Directive 1: According to the Austin profiler page, what language is Austin written in?

═══ Page text ═══

Synopsis • Installation • Usage • Cheat sheet • Compatibility • Why Austin • Examples • Contribute
This is the nicest profiler I’ve found for Python. It’s
cross-platform, doesn’t need me to change the code that’s being profiled, and
its output can be piped directly into flamegraph.pl
. I just used it
to pinpoint a gross misuse of SQLAlchemy at work that’s run in some code at the
end of each day, and now I can go home earlier.
-- gthm on lobste.rs
If people are looking for a profiler, Austin looks pretty
cool. Check it out!
-- Michael Kennedy on Python Bytes 180
Austin is a Python frame stack sampler for CPython written in pure C. Samples are collected by reading the CPython interpreter virtual memory space in order to retrieve information about the currently running threads along with the stack of the frames that are being executed. Hence, one can use Austin to easily make powerful statistical profilers that have minimal impact on the target application and that don't require any instrumentation.
The key features of Austin are:
- Zero instrumentation;
- Minimal impact;
- Fast and lightweight;
- Time and memory profiling;
- Built-in support for multi-process applications (e.g.
mod_wsgi
).
The simplest way to turn Austin into a full-fledged profiler is to use together with the VS Code extension or combine it with FlameGraph or Speedscope. However, Austin's simple output format can be piped into any other external or custom tool for further processing. Look, for instance, at the following Python TUI
Check out A Survey of Open-Source Python Profilers by Peter Norton for a general overview of Austin.
Keep reading for more tool ideas and examples!
💜
Austin is a free and open-source project. A lot of
effort goes into its development to ensure the best performance and that it
stays up-to-date with the latest Python releases. If you find it useful,
consider sponsoring this
project.
🙏
Austin is available from the major software repositories of the most popular platforms. Check out the latest release page for pre-compiled binaries and installation packages.
On Linux, it can be installed using autotools
or as a snap from the Snap
Store. The latter will automatically perform the
steps of the autotools
method with a single command. On distributions derived
from Debian, Austin can be installed from the official repositories with
Aptitude. Anaconda users can install Austin from Conda Forge.
On Windows, Austin can be easily installed from the command line using either Chocolatey or Scoop. Alternatively, you can download the installer from the latest release page.
On macOS, Austin can be easily installed from the command line using Homebrew. Anaconda users can install Austin from Conda Forge.
For any other platform, compiling Austin from sources is as easy as cloning the repository and running the C compiler. The Releases page has many pre-compiled binaries that are ready to be uncompressed and used.
Installing Austin using autotools
amounts to the usual ./configure
, make
and make install
finger gymnastic. The only dependency is the standard C
library. Before proceding with the steps below, make sure that the autotools
are installed on your system. Refer to your distro's documentation for details
on how to do so.

═══ Data provided ═══

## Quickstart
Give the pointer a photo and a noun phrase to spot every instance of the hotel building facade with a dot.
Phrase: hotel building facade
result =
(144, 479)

═══

Directive 2: Swap every "facade" in the listing for "entrance", leaving the rest of the listing unchanged.

Task result 1: Austin is written in pure C.

Task result 2:
## Quickstart
Give the pointer a photo and a noun phrase to spot every instance of the hotel building entrance with a dot.
Phrase: hotel building entrance
result =
(144, 479)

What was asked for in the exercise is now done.